START DATA LISTING

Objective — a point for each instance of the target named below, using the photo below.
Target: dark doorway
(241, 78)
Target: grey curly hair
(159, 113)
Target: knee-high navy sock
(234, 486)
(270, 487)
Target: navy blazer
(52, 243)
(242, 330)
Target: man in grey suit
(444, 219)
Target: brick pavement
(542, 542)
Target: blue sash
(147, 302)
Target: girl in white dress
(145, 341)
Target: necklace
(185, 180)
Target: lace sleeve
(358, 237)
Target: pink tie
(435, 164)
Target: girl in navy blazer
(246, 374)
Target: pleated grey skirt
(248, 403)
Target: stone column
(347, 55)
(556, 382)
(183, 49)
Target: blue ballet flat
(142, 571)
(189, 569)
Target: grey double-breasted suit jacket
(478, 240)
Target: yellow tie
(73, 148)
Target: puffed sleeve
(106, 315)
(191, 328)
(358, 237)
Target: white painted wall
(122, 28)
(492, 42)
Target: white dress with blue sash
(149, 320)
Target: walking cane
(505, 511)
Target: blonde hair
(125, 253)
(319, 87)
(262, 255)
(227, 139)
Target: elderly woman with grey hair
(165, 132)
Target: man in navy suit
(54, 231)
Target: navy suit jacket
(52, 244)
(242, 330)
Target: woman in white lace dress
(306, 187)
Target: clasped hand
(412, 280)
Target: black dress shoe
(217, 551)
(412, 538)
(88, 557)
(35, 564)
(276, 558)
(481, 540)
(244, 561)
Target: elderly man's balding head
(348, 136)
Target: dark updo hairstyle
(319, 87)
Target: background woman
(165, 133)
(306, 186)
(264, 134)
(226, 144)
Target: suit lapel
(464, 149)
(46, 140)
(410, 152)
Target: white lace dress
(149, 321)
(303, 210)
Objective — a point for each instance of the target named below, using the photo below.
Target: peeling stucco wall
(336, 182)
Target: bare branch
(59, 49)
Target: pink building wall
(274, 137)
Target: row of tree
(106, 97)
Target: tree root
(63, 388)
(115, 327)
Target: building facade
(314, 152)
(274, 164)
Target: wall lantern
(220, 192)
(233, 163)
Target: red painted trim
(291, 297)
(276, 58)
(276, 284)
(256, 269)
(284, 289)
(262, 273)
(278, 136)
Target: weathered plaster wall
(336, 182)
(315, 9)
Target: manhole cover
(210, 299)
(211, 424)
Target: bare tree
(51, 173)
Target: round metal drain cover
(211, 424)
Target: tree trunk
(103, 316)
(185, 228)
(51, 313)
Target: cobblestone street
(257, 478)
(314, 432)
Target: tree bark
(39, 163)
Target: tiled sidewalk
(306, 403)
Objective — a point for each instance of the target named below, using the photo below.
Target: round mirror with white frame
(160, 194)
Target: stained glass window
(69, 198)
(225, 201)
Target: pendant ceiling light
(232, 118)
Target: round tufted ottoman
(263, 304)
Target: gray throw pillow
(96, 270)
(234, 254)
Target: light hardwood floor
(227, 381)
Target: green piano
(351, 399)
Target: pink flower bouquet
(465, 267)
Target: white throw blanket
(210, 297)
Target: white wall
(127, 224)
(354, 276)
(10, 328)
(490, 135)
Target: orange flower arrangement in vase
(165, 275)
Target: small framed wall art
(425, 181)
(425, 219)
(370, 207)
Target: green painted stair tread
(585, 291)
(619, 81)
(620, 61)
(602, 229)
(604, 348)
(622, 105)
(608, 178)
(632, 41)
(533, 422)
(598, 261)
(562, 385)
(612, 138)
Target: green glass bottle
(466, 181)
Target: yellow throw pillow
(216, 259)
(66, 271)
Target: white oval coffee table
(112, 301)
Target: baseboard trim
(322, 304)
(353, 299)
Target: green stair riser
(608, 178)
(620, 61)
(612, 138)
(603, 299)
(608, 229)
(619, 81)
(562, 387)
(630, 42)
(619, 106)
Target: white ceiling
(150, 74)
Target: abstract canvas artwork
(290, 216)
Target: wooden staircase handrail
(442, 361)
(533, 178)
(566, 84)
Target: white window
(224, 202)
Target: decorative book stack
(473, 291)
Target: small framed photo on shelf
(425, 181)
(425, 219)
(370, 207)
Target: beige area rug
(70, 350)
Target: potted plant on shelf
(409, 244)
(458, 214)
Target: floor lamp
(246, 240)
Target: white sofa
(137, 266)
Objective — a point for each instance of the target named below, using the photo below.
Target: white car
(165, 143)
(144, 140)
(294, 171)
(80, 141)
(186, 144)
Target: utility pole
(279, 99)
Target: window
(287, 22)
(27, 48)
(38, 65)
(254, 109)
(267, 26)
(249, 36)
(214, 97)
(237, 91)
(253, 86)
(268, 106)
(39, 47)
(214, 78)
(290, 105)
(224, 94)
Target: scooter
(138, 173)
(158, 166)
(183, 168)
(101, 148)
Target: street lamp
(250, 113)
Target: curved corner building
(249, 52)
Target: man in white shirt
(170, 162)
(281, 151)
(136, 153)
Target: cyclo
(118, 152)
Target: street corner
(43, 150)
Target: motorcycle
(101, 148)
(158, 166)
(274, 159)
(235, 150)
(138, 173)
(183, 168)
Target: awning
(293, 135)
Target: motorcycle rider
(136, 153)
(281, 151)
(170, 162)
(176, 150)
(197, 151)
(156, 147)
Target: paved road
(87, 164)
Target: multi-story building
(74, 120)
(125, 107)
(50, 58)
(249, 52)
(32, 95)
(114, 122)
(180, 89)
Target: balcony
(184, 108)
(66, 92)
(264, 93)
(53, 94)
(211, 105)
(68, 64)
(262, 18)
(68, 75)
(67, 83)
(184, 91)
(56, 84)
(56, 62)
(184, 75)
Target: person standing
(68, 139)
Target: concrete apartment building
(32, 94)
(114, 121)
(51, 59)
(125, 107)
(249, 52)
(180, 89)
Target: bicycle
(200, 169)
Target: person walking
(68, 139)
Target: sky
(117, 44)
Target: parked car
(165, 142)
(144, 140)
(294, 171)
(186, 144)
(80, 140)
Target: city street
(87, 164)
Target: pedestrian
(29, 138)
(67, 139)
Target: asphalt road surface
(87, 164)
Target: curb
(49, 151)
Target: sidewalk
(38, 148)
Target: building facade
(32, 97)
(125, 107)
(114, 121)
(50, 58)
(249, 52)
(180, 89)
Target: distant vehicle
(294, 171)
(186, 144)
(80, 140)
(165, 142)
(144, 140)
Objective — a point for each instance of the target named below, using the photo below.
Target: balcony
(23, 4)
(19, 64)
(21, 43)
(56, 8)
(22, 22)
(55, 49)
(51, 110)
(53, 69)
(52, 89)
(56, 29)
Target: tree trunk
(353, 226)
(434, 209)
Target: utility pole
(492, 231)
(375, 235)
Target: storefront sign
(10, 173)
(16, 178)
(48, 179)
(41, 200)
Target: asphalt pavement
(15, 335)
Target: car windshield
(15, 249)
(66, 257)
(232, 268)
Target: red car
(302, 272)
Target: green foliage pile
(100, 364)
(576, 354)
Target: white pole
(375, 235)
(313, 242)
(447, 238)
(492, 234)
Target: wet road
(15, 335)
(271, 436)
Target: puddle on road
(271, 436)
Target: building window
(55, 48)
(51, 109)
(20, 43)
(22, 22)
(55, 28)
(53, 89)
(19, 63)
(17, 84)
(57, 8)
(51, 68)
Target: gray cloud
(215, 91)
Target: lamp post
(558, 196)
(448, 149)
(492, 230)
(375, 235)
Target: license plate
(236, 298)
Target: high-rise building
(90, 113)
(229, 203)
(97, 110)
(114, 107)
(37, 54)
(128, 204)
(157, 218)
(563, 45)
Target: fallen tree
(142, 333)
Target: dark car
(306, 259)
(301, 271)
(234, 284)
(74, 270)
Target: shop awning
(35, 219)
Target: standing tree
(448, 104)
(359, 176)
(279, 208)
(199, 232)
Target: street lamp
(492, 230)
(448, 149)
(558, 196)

END DATA LISTING

» ASSIGNMENT
Could you retype exactly the lines from the one containing "Target: bicycle" through the final line of the data above, and no others?

» TASK ANSWER
Target: bicycle
(200, 169)
Target: person walking
(68, 139)
Target: sky
(117, 44)
Target: parked car
(165, 142)
(144, 140)
(294, 171)
(186, 144)
(80, 140)
Target: city street
(87, 164)
Target: pedestrian
(29, 138)
(67, 139)
Target: asphalt road surface
(87, 164)
Target: curb
(49, 151)
Target: sidewalk
(38, 148)
Target: building facade
(32, 97)
(125, 107)
(114, 121)
(50, 58)
(249, 52)
(180, 89)
Target: distant vehicle
(294, 171)
(186, 144)
(80, 140)
(165, 142)
(144, 140)
Objective — a point for each instance of the target named below, using the photo below.
Target: balcony
(23, 4)
(19, 64)
(21, 43)
(56, 8)
(22, 22)
(55, 49)
(51, 110)
(53, 69)
(52, 89)
(56, 29)
Target: tree trunk
(353, 226)
(434, 209)
Target: utility pole
(492, 231)
(375, 235)
Target: storefront sign
(10, 173)
(16, 178)
(48, 179)
(41, 200)
Target: asphalt pavement
(15, 335)
Target: car windshield
(15, 249)
(66, 257)
(232, 268)
Target: red car
(302, 272)
Target: green foliage pile
(100, 364)
(576, 354)
Target: white pole
(375, 235)
(313, 242)
(447, 238)
(492, 234)
Target: wet road
(15, 335)
(271, 436)
Target: puddle on road
(271, 436)
Target: building window
(55, 48)
(51, 109)
(20, 43)
(22, 22)
(55, 28)
(53, 89)
(19, 63)
(17, 84)
(57, 8)
(51, 68)
Target: gray cloud
(215, 91)
Target: lamp post
(558, 196)
(448, 149)
(492, 230)
(375, 235)
Target: license plate
(236, 298)
Target: high-rise building
(90, 113)
(229, 203)
(97, 110)
(114, 107)
(37, 54)
(128, 204)
(157, 218)
(563, 45)
Target: fallen tree
(142, 333)
Target: dark car
(306, 259)
(301, 271)
(234, 284)
(74, 270)
Target: shop awning
(35, 219)
Target: standing tree
(448, 104)
(359, 176)
(279, 208)
(199, 232)
Target: street lamp
(492, 230)
(448, 149)
(558, 196)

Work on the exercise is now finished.